STORED DATA »

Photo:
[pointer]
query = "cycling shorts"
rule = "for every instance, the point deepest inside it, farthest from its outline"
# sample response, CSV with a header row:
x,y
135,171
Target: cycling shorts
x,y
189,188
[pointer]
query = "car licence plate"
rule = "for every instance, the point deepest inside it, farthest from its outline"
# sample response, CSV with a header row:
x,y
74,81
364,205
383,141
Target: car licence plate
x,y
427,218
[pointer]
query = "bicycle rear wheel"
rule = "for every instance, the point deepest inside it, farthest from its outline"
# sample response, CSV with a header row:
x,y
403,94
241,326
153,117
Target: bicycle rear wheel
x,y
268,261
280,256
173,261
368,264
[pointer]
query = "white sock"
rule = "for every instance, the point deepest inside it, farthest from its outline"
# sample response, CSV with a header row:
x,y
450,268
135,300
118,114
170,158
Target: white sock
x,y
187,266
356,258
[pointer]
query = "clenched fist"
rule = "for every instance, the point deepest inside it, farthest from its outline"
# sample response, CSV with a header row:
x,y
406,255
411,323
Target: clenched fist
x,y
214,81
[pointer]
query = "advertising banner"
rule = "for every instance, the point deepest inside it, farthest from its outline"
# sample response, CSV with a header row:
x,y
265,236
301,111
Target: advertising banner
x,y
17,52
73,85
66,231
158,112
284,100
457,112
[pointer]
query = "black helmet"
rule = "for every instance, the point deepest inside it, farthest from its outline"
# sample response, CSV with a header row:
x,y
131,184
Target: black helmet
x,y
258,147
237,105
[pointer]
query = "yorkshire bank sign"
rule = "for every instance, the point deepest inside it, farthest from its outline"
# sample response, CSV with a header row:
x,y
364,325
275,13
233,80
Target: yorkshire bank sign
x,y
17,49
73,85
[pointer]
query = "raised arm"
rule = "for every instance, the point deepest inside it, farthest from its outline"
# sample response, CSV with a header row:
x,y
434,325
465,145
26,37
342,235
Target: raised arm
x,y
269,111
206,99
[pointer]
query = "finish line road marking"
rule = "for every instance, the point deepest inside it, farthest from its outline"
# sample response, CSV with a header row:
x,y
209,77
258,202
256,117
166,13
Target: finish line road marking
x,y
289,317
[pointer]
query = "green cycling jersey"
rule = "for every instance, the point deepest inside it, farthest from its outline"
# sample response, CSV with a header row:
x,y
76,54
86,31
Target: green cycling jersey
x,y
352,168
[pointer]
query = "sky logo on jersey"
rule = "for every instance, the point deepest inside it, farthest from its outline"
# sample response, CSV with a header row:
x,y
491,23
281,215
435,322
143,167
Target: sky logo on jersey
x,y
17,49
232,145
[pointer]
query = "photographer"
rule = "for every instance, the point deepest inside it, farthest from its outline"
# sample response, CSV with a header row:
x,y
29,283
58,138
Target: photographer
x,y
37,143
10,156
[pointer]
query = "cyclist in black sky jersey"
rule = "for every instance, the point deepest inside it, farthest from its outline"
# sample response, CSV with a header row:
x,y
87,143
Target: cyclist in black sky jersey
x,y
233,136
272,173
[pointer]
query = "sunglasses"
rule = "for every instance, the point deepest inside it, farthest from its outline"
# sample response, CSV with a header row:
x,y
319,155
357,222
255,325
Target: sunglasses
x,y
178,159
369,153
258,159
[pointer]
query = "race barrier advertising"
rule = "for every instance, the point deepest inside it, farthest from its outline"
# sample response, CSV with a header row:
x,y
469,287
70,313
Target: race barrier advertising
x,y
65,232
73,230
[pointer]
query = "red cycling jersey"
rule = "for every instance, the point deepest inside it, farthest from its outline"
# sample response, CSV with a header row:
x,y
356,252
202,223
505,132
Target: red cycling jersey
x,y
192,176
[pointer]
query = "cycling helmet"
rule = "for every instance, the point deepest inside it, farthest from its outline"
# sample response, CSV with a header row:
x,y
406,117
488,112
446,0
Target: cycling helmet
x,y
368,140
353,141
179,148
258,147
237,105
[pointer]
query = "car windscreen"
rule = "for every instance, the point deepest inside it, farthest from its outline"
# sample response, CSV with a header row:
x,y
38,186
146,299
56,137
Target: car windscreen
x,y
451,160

YOUR ASSIGNMENT »
Could you transcribe the whole listing exactly?

EXPECTED ANSWER »
Photo:
[pointer]
query = "cycling shorts"
rule = "for every instance, the point deepest inside it, farthest from its outline"
# sample response, CSV with a header row:
x,y
135,171
Target: cycling shorts
x,y
189,188
[pointer]
query = "car licence plate"
rule = "for every instance, the point deepest inside it, farthest from its outline"
# sample response, CSV with a header row:
x,y
74,81
364,205
383,141
Target: car licence plate
x,y
427,218
[pointer]
query = "bicycle rear wheel"
rule = "for every instance, the point deepest inside it, farthest from its outline"
# sample response, CSV with a header row:
x,y
403,94
241,326
153,117
Target: bicycle rear wheel
x,y
268,261
280,256
173,261
368,264
[pointer]
query = "white sock"
rule = "for every instance, the point deepest inside it, farthest from its outline"
# sample response, CSV with a header row:
x,y
450,268
135,300
118,114
170,158
Target: white sock
x,y
187,266
356,258
[pointer]
query = "clenched fist"
rule = "for every instance, the point deepest inside it, farthest from its outline"
# sample response, CSV with a header row:
x,y
406,255
411,323
Target: clenched fist
x,y
214,81
[pointer]
query = "advertising banner"
rule = "for every instance, the point deepest inside it, farthest from its outline"
# sample response, CSV with a header row:
x,y
265,236
301,111
Target: advertising banner
x,y
17,52
73,85
66,231
158,112
284,100
457,112
[pointer]
query = "black helmet"
rule = "for every instance, the point deepest inside it, farthest from its outline"
# sample response, CSV with a header row:
x,y
131,184
Target: black helmet
x,y
258,147
237,105
[pointer]
query = "yorkshire bank sign"
rule = "for every instance, the point deepest inside it, farthest from its outline"
# sample response, CSV with a header row:
x,y
364,325
275,13
233,80
Target: yorkshire bank sign
x,y
17,49
73,85
[pointer]
query = "raised arm"
rule = "for every instance, the point deepest inside it, farthest from its outline"
# sample response, CSV with a header row:
x,y
434,325
465,145
26,37
342,235
Target: raised arm
x,y
269,111
206,99
[pointer]
query = "finish line road marking"
rule = "for every instance, the point deepest inside it, farthest from its outline"
# sample response, CSV with a header row:
x,y
209,77
258,202
256,117
166,13
Target: finish line road marking
x,y
289,317
[pointer]
query = "green cycling jersey"
rule = "for every instance, the point deepest inside it, farthest from its outline"
# sample response, CSV with a header row:
x,y
76,54
86,31
Target: green cycling jersey
x,y
352,168
[pointer]
query = "sky logo on jersey"
rule = "for every instance, the point deepest inside it, farthest from its outline"
# sample response, CSV with a header row:
x,y
491,23
281,215
435,322
143,167
Target: sky logo on jersey
x,y
17,49
232,145
[pointer]
query = "photographer"
rule = "for every instance, the point deepest inside it, farthest from its outline"
# sample response, CSV with a header row:
x,y
29,283
58,138
Target: photographer
x,y
37,143
10,156
[pointer]
query = "cyclist in black sky jersey"
rule = "for every instance, the point deepest inside it, farthest from its outline"
# sample response, CSV with a header row:
x,y
87,143
Target: cyclist in black sky jersey
x,y
233,136
272,173
[pointer]
query = "sunglasses"
rule = "for every instance, the point deepest inside it, farthest from its outline"
# sample response, CSV with a header row:
x,y
319,155
357,222
255,325
Target: sunglasses
x,y
178,159
369,153
258,159
[pointer]
query = "race barrier advertising"
rule = "for every instance, the point deepest inside it, farthest from its outline"
# sample response, CSV with a header row:
x,y
469,287
70,313
Target: race barrier advertising
x,y
65,232
73,230
[pointer]
query = "red cycling jersey"
rule = "for every instance, the point deepest inside it, farthest from its outline"
# sample response, CSV with a header row:
x,y
356,252
202,223
505,132
Target: red cycling jersey
x,y
192,176
[pointer]
query = "cycling helmet"
rule = "for every instance, the point deepest inside it, farthest from its outline"
# sample response, CSV with a header row:
x,y
406,117
488,112
446,0
Target: cycling helmet
x,y
368,140
353,141
179,148
258,147
237,105
[pointer]
query = "car windscreen"
rule = "for every instance, the point deepest inside it, farthest from its outline"
# sample response, CSV with a header row:
x,y
38,186
146,299
56,137
Target: car windscreen
x,y
451,160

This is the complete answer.